### DOCUMENT PASSAGE:
--- Start ---
"See-Saw" is a song from Pink Floyd's 1968 album A Saucerful of Secrets.

Composition 
It is the third Pink Floyd song written solely by Richard Wright, the second on the album as such, and features Wright on lead vocals and piano, Farfisa organ, xylophone and Mellotron. On the recording sheet, the song is listed as "The Most Boring Song I've Ever Heard Bar Two". It was recorded on the 25 and 26 January 1968 at EMI Studios. David Gilmour uses a wah-wah pedal on his electric guitar and possibly contributes backing vocals.

Lyrics 
It's theorized that the song tells of a strangely troubled brother-sister relationship; the loss of a child, the sister killing the brother, from the lyrics of "Sits on a stick in the river, sister's throwing stones, hoping for a hit, he doesn't know, so then, she goes up, while he goes down;" Or simply the loss of childhood, similar to the previous song on the album "Remember a Day," which was also written and sung by Wright.
--- End ---
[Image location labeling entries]
--- Start ---
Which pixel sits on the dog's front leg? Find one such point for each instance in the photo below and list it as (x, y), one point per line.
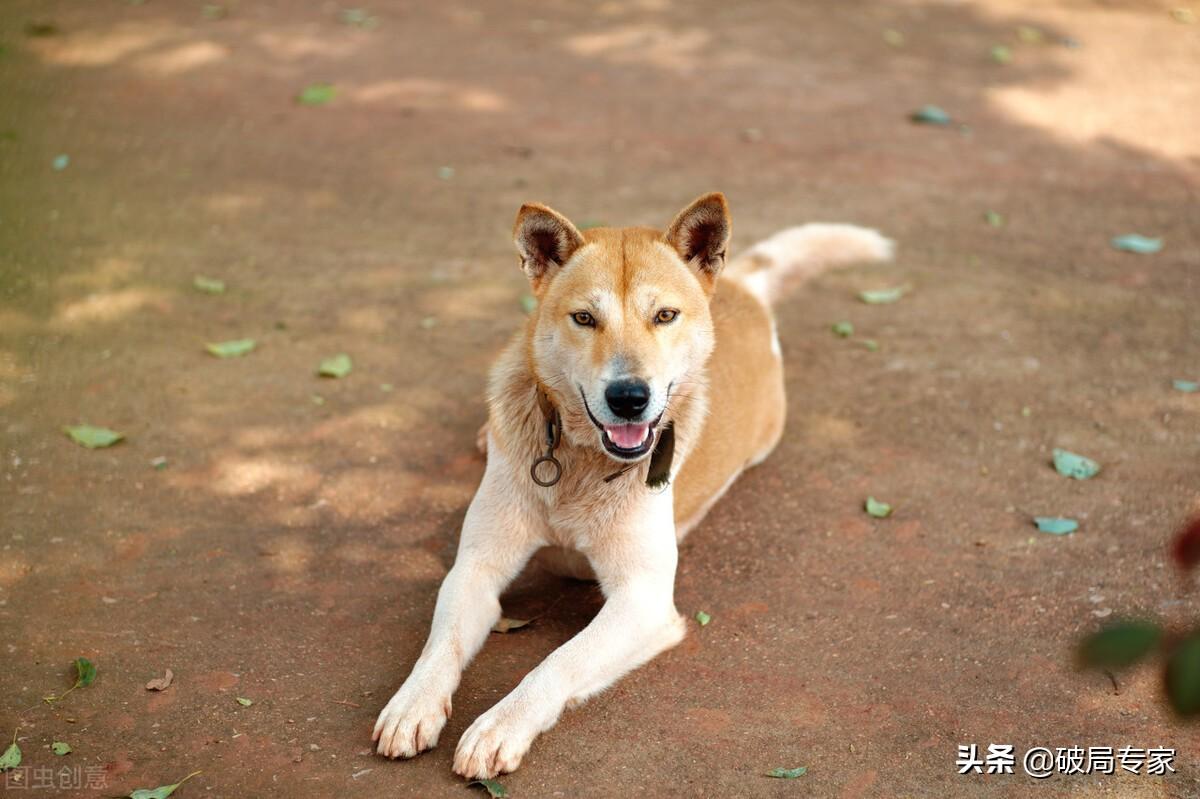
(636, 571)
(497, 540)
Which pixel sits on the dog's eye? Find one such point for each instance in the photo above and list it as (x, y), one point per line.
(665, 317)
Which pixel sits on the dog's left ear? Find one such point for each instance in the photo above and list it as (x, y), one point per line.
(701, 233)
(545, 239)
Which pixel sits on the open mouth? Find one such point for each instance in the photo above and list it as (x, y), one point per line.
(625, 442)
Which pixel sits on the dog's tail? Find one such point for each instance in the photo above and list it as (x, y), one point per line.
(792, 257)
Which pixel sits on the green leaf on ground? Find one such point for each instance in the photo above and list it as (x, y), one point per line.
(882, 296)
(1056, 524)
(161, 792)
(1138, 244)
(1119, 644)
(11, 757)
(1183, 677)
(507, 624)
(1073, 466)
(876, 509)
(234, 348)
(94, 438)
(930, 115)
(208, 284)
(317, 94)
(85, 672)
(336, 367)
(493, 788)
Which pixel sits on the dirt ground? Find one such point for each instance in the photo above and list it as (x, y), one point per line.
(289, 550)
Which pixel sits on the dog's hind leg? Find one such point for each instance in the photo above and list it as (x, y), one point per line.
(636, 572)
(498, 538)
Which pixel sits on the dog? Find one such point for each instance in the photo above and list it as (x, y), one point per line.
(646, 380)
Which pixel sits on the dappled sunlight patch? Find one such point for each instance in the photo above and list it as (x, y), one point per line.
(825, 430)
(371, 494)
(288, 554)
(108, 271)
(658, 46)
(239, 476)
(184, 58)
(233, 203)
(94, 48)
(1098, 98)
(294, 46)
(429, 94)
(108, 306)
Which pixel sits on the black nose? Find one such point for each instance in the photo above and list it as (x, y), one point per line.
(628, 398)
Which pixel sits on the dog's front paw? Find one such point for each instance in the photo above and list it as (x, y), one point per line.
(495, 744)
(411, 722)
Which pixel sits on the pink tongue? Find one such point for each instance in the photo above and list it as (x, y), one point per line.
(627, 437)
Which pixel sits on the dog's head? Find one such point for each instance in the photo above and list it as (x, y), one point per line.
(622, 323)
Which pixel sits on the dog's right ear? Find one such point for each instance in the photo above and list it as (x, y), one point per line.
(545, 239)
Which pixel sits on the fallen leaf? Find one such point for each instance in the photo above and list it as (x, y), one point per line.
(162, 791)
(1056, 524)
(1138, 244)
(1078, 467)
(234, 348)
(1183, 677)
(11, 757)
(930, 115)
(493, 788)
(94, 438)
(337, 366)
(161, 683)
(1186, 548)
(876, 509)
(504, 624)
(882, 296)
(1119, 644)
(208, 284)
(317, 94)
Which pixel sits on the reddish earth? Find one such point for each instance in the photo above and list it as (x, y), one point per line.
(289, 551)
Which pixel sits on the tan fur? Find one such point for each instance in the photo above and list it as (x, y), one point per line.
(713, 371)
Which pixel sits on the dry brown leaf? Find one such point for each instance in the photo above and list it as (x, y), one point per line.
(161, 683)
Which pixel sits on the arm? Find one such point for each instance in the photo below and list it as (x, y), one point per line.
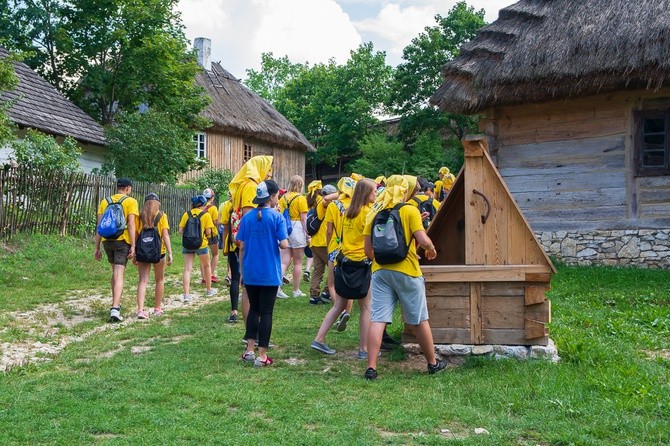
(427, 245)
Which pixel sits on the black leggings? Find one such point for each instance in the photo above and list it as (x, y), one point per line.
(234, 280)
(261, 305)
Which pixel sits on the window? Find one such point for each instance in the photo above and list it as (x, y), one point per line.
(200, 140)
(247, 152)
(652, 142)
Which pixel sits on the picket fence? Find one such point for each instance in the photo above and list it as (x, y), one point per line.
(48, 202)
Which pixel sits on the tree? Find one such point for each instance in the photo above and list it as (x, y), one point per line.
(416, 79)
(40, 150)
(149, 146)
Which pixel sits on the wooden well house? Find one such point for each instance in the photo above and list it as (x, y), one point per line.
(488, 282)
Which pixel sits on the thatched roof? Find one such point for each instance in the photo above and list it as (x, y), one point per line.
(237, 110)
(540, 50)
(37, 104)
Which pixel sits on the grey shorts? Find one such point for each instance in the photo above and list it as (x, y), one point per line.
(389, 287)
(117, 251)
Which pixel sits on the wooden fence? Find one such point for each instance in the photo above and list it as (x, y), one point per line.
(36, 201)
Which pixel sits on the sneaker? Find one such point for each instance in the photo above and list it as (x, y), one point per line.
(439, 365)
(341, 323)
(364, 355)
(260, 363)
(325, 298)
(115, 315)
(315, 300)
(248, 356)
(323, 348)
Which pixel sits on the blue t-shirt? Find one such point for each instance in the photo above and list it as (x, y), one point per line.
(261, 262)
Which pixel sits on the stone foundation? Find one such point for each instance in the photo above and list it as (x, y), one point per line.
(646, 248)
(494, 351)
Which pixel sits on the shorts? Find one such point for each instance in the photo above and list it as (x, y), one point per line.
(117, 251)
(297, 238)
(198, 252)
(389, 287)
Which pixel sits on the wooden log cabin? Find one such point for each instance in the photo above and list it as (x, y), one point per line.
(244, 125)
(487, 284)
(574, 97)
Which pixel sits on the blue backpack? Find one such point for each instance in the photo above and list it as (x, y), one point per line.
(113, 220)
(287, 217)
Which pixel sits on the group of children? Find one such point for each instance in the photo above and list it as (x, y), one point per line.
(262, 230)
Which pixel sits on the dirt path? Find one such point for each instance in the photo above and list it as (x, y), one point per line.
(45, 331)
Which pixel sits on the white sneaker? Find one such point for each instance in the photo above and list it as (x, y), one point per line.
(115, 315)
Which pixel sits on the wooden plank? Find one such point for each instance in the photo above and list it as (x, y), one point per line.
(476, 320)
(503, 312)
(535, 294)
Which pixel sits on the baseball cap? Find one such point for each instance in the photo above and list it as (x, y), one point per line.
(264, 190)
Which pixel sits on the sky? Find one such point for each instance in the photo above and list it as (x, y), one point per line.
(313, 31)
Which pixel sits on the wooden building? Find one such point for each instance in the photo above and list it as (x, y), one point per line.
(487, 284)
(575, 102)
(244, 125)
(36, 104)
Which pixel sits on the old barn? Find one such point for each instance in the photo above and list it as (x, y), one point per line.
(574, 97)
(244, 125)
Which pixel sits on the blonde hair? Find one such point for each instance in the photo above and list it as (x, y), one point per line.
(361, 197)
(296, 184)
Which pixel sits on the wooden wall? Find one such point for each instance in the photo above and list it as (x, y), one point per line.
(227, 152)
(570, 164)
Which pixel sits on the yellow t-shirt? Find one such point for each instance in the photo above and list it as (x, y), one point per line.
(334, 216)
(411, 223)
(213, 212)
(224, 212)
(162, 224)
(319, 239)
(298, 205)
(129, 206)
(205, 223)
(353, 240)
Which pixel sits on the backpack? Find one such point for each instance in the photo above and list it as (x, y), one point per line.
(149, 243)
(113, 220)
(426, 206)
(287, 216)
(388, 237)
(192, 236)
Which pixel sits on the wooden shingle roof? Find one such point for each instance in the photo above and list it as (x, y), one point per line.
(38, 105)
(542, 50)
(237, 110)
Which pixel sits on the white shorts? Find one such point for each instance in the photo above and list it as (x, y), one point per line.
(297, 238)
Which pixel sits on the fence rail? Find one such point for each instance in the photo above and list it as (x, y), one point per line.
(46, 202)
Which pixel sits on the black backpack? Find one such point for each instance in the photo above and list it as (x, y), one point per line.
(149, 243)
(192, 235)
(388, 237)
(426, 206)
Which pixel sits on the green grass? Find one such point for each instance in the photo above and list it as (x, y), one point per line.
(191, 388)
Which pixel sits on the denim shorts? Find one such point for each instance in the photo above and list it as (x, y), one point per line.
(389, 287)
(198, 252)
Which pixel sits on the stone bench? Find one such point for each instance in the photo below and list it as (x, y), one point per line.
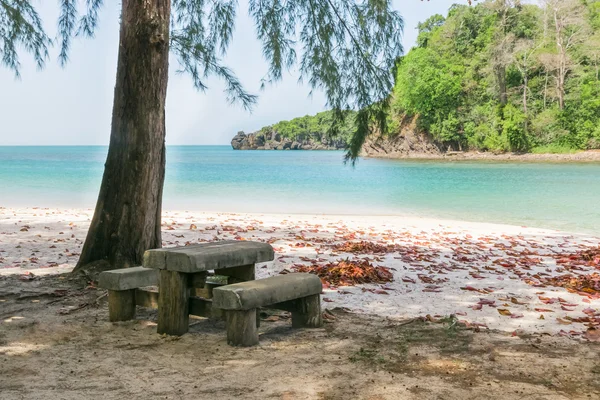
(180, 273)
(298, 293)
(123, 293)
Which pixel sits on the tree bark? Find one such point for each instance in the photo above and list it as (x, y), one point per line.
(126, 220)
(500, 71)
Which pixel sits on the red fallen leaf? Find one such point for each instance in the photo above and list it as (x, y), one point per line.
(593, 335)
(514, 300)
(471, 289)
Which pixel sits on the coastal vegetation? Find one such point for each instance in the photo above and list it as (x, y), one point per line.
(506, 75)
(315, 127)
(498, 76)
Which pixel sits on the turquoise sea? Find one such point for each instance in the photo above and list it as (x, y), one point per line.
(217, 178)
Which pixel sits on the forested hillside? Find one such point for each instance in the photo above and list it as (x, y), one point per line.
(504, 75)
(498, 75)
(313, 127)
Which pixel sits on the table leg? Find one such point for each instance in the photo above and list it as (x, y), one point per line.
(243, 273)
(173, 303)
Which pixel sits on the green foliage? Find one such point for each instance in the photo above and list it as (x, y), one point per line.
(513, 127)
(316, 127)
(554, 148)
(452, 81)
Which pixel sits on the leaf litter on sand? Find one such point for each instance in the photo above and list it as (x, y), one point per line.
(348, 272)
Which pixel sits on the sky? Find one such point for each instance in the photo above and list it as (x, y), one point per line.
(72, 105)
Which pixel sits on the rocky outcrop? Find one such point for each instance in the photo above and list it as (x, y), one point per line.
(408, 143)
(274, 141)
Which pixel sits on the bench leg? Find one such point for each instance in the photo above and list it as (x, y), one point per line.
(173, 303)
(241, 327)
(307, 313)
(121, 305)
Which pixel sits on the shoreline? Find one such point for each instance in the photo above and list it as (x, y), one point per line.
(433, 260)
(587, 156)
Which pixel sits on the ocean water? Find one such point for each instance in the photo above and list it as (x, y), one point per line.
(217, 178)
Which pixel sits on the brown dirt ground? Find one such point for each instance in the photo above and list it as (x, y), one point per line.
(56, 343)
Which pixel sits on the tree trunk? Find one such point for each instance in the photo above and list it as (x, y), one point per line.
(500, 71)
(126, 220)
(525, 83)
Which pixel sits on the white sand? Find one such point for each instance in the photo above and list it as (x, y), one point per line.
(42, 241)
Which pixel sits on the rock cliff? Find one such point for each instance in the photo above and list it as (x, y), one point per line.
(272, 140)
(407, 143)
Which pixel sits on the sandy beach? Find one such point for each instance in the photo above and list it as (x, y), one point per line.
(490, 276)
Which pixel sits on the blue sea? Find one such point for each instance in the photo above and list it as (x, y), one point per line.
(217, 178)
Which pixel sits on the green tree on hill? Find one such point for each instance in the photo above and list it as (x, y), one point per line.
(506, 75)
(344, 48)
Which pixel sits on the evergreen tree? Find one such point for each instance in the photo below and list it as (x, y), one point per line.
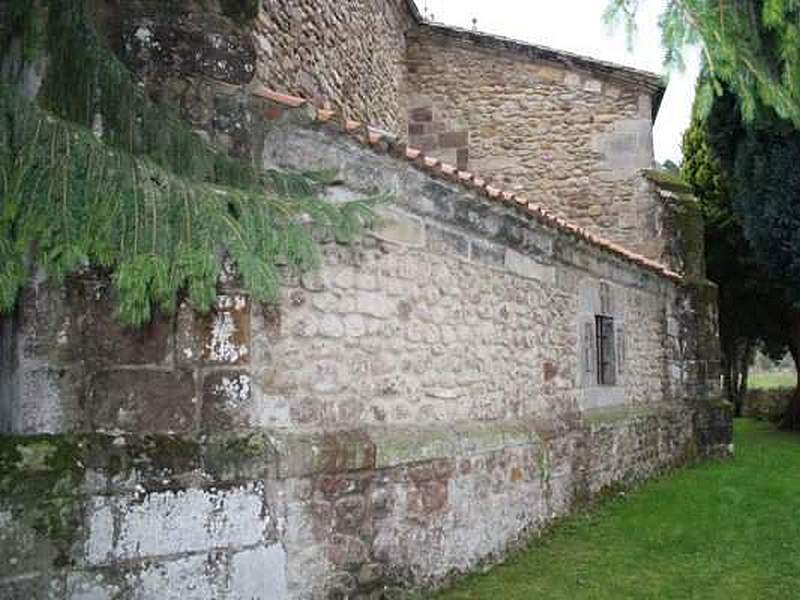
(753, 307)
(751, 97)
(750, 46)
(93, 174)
--- End ---
### TASKS AND EXERCISES:
1. In the article on the song "See-Saw," what title is the song given on the recording sheet?
2. Extend the article on the song "See-Saw" by writing the passage that follows its final sentence.

### PER-TASK OUTPUTS:
1. "The Most Boring Song I've Ever Heard Bar Two"

2.
Reception 
In a review for A Saucerful of Secrets, Jim Miller of Rolling Stone described "See-Saw" as "a ballad scored vocally in a style incongruously reminiscent of Ronny and the Daytonas."

Personnel 
 Richard Wright – lead vocals, Farfisa organ, piano, Mellotron, xylophone
 David Gilmour – acoustic guitar, wah-wah electric guitar and backing vocals
 Roger Waters – bass guitar
 Nick Mason – drums, percussion
 Norman Smith – backing vocals

References

External links 
 

1968 songs
Pink Floyd songs
Psychedelic pop songs
Songs written by Richard Wright (musician)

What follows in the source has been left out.